MOTHER’S DAY: THE MOTHERHOOD DIARIES
It’s just another weekday at the SOS Children’s Village in Malir, Karachi and Rubina Khan, one of the most senior ‘mothers’ in one of the houses here, is busy in the kitchen putting the final touches to lunch.
“Today’s menu is daal chawal,” she announces.
“Every morning as they are off to school, we discuss with the children what they would like for lunch. When the majority voted for daal chawal this morning, I reminded them about the biryani they had just two days ago. It is also rice but they insisted that daal chawal is different from biryani and so daal chawal it is,” says Rubina as she tells me that she will recruit one or two of the older girls to prepare the raita and salad to serve with lunch as soon as the children return from school.
There are nine children, six girls and three boys of different ages, in Rubina’s care at the SOS Village. All live in the same house, one of four in a mohalla or neighbourhood. In total, there are 16 houses, four in each corner making up the four mohallas. The houses are nice, airy and well-lit.

* _SOURCE DATA_
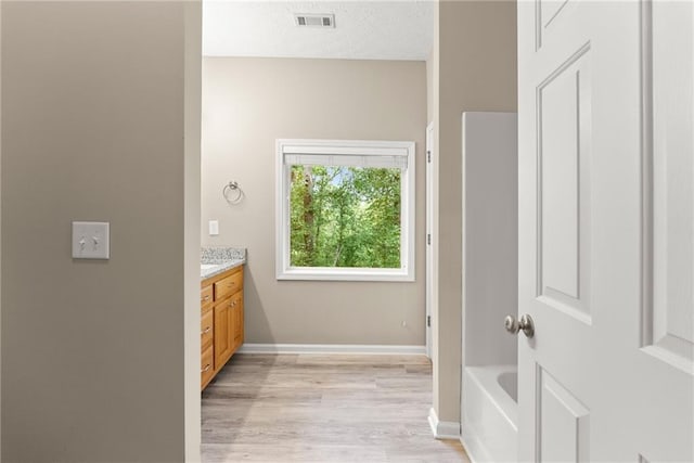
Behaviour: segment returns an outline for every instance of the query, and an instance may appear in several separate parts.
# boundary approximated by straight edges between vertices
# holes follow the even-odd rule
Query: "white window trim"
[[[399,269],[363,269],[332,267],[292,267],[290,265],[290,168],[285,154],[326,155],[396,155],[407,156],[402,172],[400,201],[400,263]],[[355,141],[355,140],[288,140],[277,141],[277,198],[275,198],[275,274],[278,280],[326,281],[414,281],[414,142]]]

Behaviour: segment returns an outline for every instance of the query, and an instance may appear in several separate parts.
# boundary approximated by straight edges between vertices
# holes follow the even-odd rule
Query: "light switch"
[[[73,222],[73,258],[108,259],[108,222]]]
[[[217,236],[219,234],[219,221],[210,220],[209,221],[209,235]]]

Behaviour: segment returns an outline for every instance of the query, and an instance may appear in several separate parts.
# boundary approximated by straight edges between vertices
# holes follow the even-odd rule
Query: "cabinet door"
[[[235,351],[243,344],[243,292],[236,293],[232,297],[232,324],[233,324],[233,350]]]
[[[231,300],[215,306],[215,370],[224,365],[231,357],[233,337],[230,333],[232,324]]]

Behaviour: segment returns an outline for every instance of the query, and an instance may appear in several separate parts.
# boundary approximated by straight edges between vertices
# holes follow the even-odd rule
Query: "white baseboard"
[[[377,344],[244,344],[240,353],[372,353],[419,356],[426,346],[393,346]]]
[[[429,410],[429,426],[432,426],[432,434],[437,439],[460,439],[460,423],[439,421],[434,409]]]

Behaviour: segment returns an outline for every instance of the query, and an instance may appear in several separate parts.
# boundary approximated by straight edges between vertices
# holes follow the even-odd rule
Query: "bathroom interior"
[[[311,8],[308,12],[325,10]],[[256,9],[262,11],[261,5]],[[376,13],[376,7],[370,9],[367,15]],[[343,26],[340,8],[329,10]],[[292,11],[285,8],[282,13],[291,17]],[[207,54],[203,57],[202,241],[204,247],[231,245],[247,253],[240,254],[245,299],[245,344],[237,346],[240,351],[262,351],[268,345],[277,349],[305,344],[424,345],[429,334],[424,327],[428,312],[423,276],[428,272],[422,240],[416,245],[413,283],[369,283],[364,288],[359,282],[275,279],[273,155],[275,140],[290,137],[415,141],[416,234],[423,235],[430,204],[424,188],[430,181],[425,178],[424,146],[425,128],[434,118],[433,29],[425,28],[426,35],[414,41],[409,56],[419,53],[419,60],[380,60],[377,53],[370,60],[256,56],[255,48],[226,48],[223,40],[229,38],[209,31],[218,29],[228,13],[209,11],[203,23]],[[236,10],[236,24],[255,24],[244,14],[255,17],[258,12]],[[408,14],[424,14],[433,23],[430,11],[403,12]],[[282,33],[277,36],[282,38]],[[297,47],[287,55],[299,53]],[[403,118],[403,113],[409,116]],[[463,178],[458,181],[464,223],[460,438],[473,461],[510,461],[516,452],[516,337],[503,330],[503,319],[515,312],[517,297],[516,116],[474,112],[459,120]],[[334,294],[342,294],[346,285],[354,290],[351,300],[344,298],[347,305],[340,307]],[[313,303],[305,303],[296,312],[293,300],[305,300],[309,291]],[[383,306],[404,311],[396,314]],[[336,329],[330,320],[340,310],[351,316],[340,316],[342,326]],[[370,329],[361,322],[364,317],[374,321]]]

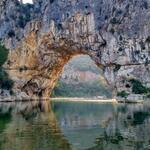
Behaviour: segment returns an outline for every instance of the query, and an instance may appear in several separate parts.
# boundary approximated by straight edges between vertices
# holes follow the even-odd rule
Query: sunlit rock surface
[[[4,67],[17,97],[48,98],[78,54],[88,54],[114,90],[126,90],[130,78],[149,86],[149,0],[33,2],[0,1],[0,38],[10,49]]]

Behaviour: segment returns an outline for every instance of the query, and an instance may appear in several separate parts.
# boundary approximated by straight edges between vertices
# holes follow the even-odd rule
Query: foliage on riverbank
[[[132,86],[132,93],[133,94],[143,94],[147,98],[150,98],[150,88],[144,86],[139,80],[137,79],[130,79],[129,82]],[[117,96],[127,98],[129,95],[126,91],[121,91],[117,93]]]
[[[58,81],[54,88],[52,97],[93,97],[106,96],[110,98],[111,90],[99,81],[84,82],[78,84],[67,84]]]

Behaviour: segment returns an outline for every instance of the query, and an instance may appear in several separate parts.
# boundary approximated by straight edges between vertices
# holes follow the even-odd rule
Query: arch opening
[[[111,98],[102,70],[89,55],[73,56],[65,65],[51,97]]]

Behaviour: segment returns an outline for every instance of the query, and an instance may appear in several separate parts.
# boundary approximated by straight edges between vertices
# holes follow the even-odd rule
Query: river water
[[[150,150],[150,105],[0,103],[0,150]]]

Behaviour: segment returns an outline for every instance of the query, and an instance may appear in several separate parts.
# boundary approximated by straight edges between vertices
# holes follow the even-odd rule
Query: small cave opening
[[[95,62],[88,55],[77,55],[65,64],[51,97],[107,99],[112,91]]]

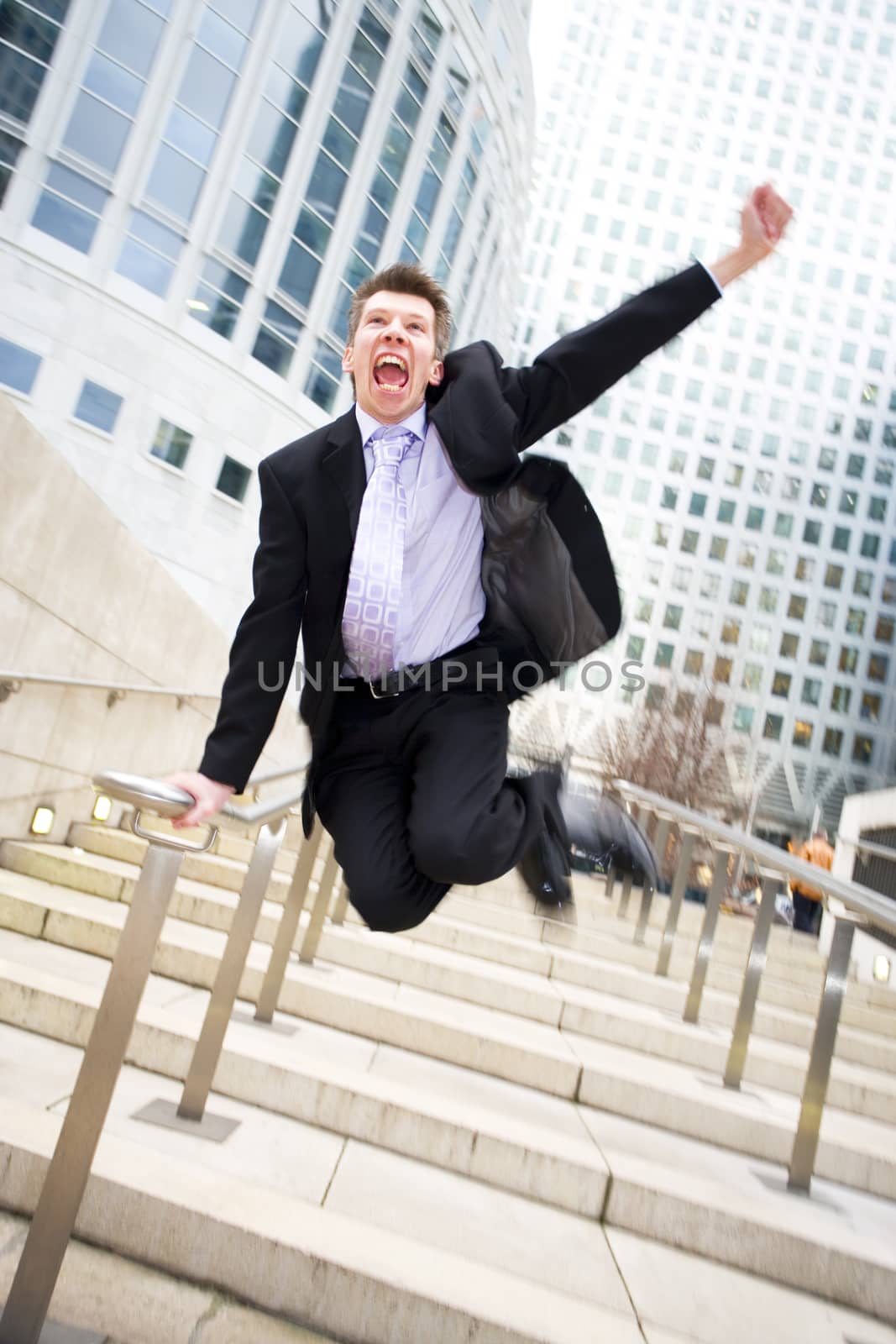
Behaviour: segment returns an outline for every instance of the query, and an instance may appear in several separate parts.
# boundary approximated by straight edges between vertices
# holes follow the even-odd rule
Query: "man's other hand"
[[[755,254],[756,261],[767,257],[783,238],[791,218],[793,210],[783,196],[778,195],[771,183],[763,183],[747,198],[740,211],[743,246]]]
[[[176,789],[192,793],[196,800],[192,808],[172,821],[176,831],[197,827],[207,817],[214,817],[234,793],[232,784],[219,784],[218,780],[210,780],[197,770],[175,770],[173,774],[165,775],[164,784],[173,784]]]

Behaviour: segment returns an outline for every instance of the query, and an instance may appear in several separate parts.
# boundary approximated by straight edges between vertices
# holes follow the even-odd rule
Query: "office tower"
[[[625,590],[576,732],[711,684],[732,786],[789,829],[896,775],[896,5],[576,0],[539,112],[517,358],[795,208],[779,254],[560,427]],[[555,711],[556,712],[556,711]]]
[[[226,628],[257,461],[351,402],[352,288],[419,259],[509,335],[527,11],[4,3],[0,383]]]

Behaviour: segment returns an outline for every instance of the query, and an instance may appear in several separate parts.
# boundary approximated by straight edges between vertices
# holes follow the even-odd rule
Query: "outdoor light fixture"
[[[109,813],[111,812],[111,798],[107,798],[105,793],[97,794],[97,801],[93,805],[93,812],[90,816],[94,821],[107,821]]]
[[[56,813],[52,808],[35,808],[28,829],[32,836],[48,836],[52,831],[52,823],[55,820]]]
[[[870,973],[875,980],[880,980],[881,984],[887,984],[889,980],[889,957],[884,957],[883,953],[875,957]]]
==
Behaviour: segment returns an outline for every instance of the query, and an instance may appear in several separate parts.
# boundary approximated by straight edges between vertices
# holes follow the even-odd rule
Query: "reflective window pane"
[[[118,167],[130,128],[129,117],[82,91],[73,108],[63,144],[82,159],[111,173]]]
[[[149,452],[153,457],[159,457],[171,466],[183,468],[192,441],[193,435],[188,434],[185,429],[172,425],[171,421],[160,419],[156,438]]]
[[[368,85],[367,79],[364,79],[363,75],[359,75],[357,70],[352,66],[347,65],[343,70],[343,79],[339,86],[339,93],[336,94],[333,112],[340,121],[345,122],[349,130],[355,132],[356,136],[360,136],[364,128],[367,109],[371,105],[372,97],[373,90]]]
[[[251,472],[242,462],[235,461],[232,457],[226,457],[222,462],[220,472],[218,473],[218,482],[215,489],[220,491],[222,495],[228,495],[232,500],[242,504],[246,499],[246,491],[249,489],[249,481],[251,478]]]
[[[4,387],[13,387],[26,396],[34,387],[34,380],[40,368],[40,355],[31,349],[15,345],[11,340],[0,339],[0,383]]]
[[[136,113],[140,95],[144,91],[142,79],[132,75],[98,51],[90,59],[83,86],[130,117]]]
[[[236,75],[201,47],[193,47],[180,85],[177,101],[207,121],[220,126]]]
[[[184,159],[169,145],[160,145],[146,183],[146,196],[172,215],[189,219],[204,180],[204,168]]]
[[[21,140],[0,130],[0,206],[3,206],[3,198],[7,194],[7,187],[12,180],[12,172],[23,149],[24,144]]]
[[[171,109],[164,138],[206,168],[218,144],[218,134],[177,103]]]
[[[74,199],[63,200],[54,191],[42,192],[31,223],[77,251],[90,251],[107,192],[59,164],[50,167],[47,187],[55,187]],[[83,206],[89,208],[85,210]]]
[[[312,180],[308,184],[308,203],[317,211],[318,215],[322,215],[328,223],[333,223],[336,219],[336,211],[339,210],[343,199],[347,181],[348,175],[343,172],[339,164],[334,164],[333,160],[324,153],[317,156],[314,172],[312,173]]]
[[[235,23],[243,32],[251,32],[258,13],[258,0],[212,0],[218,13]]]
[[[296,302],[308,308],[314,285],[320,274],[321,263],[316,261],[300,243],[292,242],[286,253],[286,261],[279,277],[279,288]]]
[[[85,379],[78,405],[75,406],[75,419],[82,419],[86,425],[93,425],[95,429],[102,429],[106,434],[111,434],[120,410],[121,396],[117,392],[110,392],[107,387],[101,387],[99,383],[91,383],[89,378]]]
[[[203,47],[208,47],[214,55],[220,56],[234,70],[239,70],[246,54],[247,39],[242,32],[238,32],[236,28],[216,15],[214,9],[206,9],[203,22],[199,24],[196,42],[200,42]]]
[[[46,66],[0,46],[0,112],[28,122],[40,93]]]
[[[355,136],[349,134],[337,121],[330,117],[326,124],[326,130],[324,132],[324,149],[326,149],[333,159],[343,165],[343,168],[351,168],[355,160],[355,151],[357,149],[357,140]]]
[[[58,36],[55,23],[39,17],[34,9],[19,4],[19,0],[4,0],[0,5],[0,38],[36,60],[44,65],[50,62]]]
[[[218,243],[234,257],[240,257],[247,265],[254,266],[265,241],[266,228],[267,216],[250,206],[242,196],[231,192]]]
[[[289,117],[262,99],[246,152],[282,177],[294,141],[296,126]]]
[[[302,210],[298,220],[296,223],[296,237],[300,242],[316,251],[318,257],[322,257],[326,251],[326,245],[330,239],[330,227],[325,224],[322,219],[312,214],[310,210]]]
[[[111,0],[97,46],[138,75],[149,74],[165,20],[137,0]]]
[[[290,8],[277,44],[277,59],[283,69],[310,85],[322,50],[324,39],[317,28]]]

* _TASK DETAILS_
Write out the stretch of the Mother's Day article from "MOTHER’S DAY: THE" through "return from school.", word for word. The items have no connection to the Mother's Day article.

* _RESPONSE BELOW_
MOTHER’S DAY: THE MOTHERHOOD DIARIES
It’s just another weekday at the SOS Children’s Village in Malir, Karachi and Rubina Khan, one of the most senior ‘mothers’ in one of the houses here, is busy in the kitchen putting the final touches to lunch.
“Today’s menu is daal chawal,” she announces.
“Every morning as they are off to school, we discuss with the children what they would like for lunch. When the majority voted for daal chawal this morning, I reminded them about the biryani they had just two days ago. It is also rice but they insisted that daal chawal is different from biryani and so daal chawal it is,” says Rubina as she tells me that she will recruit one or two of the older girls to prepare the raita and salad to serve with lunch as soon as the children return from school.